*** Opening of SELECTED TEXT ***

= Swedish women's football clubs in European competitions =

This is a list of Swedish women's football clubs in European competition. Swedish clubs have participated since 2001, when Umeå IK entered the 2001–02 UEFA Women's Cup. Umeå IK's debut came against Sparta Prague of Czech Republic and Anna Sjöström scored Umeå IK's and Swedish clubs' first goal in European competition in the match that ended 1–0 to Umeå IK. A total of eleven clubs have participated in UEFA competitions throughout the years.

Umeå IK has won the UEFA Women's Cup twice, by beating Fortuna Hjørring in the 2003 final and 1. FFC Frankfurt in the 2004 final. Umeå IK also reached three more finals, while Djurgården/Älvsjö reached the final once. During the Women's Champions League era, also Tyresö FF reached the final once.

==Statistics==

- Most Women's Cup/Women's Champions League competitions appeared in: 13 – Malmö FF/LdB FC Malmö/FC Rosengård
- Most competitions appeared in overall: 13 – Malmö FF/LdB FC Malmö/FC Rosengård
- First match played: Umeå IK 1–0 Sparta Prague, 3 October 2001 (2001–02 UEFA Women's Cup group stage)

*** Close of SELECTED TEXT ***
*** Opening of DATASET ENTRIES ***

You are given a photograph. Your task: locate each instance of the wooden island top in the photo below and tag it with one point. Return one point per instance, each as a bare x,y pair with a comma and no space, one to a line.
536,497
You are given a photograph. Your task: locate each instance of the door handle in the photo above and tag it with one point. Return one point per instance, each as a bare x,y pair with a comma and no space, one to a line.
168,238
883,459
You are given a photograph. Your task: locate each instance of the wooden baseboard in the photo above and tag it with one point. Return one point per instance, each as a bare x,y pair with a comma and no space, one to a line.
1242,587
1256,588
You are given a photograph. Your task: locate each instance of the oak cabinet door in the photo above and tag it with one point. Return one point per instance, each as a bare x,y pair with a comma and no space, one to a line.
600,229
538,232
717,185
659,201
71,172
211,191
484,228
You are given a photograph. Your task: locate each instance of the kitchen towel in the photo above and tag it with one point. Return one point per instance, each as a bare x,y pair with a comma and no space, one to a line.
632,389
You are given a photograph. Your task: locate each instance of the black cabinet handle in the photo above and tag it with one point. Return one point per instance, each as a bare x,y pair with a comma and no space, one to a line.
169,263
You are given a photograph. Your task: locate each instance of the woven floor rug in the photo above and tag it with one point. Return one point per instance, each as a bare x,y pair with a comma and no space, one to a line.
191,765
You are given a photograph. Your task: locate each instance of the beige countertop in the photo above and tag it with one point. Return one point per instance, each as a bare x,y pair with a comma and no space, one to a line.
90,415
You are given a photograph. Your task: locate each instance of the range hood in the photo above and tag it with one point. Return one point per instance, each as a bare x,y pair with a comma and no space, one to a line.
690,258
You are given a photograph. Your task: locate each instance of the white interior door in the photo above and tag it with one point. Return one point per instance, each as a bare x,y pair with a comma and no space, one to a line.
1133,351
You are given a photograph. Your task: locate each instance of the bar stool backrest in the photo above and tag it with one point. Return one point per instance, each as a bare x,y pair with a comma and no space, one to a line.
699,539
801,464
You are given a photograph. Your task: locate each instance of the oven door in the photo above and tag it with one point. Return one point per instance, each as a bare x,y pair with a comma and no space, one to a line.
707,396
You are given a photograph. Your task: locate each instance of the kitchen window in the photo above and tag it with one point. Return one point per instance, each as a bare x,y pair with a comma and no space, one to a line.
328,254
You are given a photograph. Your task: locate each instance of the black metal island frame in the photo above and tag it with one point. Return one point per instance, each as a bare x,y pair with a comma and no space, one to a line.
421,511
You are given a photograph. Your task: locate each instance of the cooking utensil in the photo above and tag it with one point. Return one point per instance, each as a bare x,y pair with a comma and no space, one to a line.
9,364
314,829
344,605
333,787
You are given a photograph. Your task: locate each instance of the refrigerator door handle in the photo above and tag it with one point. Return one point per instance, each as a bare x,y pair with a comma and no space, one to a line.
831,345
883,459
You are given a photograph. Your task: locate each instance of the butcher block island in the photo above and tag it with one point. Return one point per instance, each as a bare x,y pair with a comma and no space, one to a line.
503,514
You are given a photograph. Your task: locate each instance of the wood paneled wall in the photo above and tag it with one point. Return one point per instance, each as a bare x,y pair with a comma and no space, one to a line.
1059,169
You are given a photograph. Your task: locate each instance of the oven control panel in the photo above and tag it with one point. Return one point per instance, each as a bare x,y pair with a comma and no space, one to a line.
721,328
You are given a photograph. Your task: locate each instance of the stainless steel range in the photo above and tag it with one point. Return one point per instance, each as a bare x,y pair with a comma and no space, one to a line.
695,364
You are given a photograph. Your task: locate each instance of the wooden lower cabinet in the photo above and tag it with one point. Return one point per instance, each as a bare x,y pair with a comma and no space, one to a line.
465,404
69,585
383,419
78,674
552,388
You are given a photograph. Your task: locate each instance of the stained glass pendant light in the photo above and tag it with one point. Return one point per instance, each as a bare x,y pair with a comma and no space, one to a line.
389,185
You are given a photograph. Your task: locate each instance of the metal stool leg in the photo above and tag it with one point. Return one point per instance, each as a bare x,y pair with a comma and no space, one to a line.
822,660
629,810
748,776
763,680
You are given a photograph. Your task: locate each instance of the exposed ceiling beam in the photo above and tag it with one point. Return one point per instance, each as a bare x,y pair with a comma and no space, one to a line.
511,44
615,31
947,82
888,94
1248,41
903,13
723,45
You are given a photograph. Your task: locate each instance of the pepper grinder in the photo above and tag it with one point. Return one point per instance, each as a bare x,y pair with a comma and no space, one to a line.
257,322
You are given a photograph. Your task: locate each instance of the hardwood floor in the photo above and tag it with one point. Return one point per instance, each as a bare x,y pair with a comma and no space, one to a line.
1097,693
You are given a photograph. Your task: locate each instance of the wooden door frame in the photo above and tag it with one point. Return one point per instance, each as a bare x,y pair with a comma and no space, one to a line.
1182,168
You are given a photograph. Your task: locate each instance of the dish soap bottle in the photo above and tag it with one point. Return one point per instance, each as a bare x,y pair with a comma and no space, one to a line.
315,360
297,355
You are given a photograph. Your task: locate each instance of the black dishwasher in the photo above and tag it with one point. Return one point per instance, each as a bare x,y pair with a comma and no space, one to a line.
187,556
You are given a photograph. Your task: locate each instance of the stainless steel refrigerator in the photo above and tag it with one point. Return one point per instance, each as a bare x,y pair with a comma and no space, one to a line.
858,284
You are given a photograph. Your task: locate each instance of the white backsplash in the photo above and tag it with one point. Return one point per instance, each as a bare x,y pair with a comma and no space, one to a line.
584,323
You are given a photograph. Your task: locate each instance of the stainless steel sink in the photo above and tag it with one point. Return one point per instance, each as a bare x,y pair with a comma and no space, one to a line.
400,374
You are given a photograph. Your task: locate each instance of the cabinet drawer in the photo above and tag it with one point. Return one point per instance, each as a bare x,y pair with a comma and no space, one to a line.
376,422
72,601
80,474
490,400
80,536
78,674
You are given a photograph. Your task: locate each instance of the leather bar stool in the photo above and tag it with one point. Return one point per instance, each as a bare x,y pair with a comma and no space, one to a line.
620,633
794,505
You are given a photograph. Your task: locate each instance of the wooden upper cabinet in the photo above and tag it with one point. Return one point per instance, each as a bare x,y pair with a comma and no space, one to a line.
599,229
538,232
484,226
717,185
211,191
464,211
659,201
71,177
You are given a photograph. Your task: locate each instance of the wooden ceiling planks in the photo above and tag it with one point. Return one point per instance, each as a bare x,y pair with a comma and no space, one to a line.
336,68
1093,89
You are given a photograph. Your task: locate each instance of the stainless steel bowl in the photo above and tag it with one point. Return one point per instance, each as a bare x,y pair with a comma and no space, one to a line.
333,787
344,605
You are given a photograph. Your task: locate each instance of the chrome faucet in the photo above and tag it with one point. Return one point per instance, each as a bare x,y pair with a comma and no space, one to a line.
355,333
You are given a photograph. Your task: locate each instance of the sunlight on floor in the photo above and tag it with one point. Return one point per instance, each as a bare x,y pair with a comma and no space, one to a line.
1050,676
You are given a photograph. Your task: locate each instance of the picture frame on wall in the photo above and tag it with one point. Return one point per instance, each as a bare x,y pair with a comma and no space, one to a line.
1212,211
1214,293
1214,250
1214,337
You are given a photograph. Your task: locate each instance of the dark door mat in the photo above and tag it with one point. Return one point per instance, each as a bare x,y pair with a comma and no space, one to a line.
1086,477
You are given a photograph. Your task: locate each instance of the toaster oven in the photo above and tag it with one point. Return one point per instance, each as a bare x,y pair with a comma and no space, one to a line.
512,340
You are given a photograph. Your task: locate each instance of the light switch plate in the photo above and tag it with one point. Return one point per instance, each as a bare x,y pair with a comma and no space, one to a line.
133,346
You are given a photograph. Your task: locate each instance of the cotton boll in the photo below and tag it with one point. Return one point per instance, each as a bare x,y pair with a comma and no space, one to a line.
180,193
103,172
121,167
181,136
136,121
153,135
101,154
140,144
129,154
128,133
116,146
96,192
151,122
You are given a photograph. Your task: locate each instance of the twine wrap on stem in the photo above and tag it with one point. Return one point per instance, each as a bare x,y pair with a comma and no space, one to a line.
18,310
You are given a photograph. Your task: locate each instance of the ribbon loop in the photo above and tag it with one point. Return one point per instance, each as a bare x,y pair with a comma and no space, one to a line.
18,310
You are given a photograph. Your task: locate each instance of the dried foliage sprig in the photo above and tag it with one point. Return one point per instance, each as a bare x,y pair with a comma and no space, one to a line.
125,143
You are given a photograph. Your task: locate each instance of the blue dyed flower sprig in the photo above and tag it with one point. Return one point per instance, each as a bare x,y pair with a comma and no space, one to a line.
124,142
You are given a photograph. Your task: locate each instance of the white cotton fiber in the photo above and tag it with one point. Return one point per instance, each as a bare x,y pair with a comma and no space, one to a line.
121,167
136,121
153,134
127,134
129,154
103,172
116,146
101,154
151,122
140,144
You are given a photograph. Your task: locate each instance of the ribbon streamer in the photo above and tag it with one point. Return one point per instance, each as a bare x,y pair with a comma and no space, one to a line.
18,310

*** Close of DATASET ENTRIES ***

→ EXERCISE REQUIREMENTS:
[1] Translate this sentence from the article on Swedish women's football clubs in European competitions into French: "Swedish clubs have participated since 2001, when Umeå IK entered the 2001–02 UEFA Women's Cup."
[2] Reproduce the passage of the article on Swedish women's football clubs in European competitions, starting at "- Most Women's" and ending at "Cup group stage)".
The listing has no role in the work here.

→ SOLUTIONS TO EACH TASK:
[1] Les clubs suédois participent depuis 2001, année où l'Umeå IK s'est engagé dans la Coupe féminine de l'UEFA 2001-2002.

[2]
- Most Women's Cup/Women's Champions League competitions appeared in: 13 – Malmö FF/LdB FC Malmö/FC Rosengård
- Most competitions appeared in overall: 13 – Malmö FF/LdB FC Malmö/FC Rosengård
- First match played: Umeå IK 1–0 Sparta Prague, 3 October 2001 (2001–02 UEFA Women's Cup group stage)